#### [Input rows]
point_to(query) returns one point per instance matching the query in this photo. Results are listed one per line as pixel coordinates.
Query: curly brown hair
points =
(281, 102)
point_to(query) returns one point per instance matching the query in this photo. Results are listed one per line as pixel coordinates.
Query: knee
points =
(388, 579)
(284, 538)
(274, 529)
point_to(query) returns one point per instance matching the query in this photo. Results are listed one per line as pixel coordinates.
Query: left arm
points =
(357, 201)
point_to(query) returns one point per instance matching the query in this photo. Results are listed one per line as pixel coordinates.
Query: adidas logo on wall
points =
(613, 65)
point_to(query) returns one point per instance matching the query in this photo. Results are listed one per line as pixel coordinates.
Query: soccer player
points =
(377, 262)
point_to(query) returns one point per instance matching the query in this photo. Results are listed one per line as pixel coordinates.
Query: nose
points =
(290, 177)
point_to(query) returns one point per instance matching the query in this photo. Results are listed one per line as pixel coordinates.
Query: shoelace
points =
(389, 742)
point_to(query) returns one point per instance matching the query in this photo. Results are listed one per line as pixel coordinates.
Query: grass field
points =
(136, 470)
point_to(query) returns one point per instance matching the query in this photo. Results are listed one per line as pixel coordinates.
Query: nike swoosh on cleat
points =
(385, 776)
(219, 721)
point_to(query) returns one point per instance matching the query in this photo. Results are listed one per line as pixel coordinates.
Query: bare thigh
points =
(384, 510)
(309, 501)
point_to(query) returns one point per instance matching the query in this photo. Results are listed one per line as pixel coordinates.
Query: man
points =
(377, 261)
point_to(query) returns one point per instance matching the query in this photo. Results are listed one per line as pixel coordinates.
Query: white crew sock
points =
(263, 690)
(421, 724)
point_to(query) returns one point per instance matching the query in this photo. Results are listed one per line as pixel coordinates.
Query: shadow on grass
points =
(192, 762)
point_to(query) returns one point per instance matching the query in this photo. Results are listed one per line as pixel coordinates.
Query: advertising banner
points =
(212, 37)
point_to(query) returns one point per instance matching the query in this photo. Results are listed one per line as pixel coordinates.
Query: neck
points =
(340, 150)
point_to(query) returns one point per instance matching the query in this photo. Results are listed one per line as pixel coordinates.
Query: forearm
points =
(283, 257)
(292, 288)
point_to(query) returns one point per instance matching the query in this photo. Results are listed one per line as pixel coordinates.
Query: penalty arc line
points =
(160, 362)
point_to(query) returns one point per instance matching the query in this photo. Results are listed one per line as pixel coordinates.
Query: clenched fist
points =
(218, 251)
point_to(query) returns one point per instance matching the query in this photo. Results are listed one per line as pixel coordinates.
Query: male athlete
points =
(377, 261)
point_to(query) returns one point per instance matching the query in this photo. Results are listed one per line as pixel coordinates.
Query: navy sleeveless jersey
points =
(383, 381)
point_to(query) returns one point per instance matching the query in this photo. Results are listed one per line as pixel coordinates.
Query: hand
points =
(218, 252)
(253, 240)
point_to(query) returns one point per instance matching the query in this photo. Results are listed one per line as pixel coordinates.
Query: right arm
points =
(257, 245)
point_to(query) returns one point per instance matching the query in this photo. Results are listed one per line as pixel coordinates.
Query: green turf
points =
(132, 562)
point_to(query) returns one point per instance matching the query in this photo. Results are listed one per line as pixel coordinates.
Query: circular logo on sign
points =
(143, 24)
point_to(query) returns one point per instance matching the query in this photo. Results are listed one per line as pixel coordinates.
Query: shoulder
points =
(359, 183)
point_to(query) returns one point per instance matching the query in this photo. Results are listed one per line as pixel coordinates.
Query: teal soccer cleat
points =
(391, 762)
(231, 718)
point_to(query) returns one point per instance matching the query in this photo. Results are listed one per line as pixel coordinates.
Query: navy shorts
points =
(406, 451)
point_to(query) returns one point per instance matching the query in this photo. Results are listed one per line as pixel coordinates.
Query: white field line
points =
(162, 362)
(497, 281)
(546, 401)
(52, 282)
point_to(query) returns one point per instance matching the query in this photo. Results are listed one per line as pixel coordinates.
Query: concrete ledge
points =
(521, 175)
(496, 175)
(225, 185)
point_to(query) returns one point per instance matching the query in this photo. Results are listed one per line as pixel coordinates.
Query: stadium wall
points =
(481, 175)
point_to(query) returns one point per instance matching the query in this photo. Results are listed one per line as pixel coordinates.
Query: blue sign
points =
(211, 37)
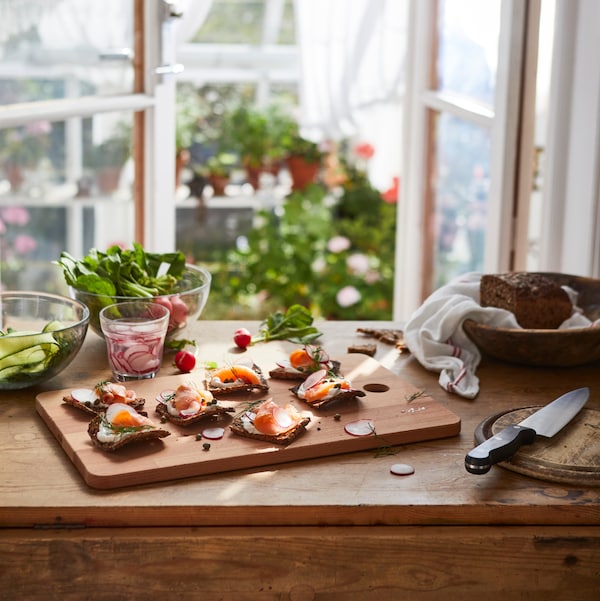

#### [What you should do]
Pull out each line of the listing above that contains the word "soccer", and copy those lines in order.

#### [Full answer]
Query: soccer player
Query: teal soccer cleat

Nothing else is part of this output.